## Task details
Copy every record exactly, with nothing left out.

[Collected data entries]

______________________________

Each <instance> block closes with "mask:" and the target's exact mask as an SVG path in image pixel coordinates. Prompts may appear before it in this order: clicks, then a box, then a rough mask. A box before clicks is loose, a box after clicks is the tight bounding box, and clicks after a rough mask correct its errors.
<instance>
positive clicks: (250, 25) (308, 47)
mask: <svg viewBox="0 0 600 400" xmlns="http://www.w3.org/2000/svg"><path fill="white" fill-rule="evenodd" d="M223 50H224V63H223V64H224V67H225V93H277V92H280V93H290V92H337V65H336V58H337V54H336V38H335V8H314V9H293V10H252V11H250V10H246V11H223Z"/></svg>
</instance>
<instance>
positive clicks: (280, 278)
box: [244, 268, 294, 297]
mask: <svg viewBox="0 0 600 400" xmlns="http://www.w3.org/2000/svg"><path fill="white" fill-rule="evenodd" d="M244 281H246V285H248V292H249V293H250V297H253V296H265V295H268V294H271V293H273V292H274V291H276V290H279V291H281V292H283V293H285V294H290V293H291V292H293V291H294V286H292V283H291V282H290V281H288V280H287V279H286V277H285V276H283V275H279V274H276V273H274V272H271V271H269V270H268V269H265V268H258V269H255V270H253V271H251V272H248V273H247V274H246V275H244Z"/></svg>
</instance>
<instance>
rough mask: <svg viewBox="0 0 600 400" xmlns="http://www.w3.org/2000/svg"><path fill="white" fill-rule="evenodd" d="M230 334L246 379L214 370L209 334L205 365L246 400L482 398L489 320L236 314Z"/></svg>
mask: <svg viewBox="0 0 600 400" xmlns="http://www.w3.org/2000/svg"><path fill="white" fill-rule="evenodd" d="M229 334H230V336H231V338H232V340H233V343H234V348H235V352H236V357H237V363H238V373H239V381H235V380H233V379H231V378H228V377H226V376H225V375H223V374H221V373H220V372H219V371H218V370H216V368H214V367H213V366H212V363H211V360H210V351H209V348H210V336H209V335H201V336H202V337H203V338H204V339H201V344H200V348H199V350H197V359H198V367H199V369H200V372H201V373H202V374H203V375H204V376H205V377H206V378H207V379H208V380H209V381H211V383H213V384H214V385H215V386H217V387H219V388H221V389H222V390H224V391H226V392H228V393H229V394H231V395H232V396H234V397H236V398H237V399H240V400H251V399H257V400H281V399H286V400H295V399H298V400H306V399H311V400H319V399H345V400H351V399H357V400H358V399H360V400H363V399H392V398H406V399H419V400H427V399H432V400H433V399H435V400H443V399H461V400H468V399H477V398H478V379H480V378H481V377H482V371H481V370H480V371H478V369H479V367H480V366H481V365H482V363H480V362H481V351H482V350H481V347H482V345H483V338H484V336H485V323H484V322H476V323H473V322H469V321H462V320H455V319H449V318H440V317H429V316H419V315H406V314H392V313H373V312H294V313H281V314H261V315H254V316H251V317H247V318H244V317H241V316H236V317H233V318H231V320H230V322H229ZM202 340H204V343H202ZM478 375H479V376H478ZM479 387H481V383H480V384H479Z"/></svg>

______________________________

## Your response
Each <instance> block closes with "mask:" and the target's exact mask as an SVG path in image pixel coordinates. Prompts may appear before it in this order: clicks, then a box, then a rough mask. A box before clicks is loose, a box after clicks is the tight bounding box, and clicks after a rough mask correct its errors.
<instance>
positive clicks: (250, 25) (308, 47)
mask: <svg viewBox="0 0 600 400" xmlns="http://www.w3.org/2000/svg"><path fill="white" fill-rule="evenodd" d="M223 50H224V63H223V64H224V67H225V93H277V92H280V93H290V92H337V65H336V58H337V54H336V38H335V8H314V9H293V10H252V11H250V10H246V11H223Z"/></svg>
</instance>
<instance>
positive clicks: (280, 278)
box: [244, 268, 294, 297]
mask: <svg viewBox="0 0 600 400" xmlns="http://www.w3.org/2000/svg"><path fill="white" fill-rule="evenodd" d="M244 281H246V285H248V292H249V293H250V297H253V296H265V295H268V294H271V293H273V292H274V291H276V290H279V291H281V292H283V293H285V294H290V293H291V292H293V291H294V286H292V283H291V282H290V281H288V280H287V279H286V277H285V276H283V275H279V274H276V273H274V272H271V271H269V270H268V269H265V268H258V269H255V270H253V271H251V272H248V273H247V274H246V275H244Z"/></svg>
</instance>
<instance>
rough mask: <svg viewBox="0 0 600 400" xmlns="http://www.w3.org/2000/svg"><path fill="white" fill-rule="evenodd" d="M230 334L246 379L214 370L209 334L205 365L246 400L482 398L489 320L236 314Z"/></svg>
mask: <svg viewBox="0 0 600 400" xmlns="http://www.w3.org/2000/svg"><path fill="white" fill-rule="evenodd" d="M229 334H230V336H231V338H232V340H233V343H234V348H235V352H236V357H237V363H238V373H239V381H235V380H233V379H231V378H228V377H226V376H225V375H223V374H221V373H220V372H219V371H218V370H216V368H214V367H213V366H212V363H211V360H210V351H209V348H210V336H209V335H201V336H202V337H203V338H204V339H201V344H200V348H199V350H197V359H198V367H199V369H200V372H201V373H202V374H203V375H204V376H205V377H206V378H207V379H208V380H209V381H211V383H213V384H214V385H215V386H217V387H219V388H221V389H222V390H224V391H226V392H228V393H229V394H231V395H232V396H234V397H236V398H237V399H240V400H251V399H257V400H281V399H286V400H295V399H298V400H306V399H311V400H319V399H345V400H351V399H357V400H358V399H360V400H363V399H392V398H406V399H419V400H427V399H432V400H433V399H435V400H443V399H461V400H468V399H477V398H478V379H480V378H481V377H482V371H481V370H480V371H478V369H479V367H480V366H481V365H482V363H480V362H481V351H482V350H481V347H482V345H483V338H484V336H485V323H484V322H476V323H473V322H469V321H462V320H455V319H449V318H440V317H429V316H419V315H406V314H392V313H373V312H294V313H281V314H261V315H254V316H251V317H247V318H244V317H241V316H236V317H233V318H231V320H230V322H229ZM202 340H204V343H202ZM478 375H479V376H478ZM479 387H481V383H480V384H479Z"/></svg>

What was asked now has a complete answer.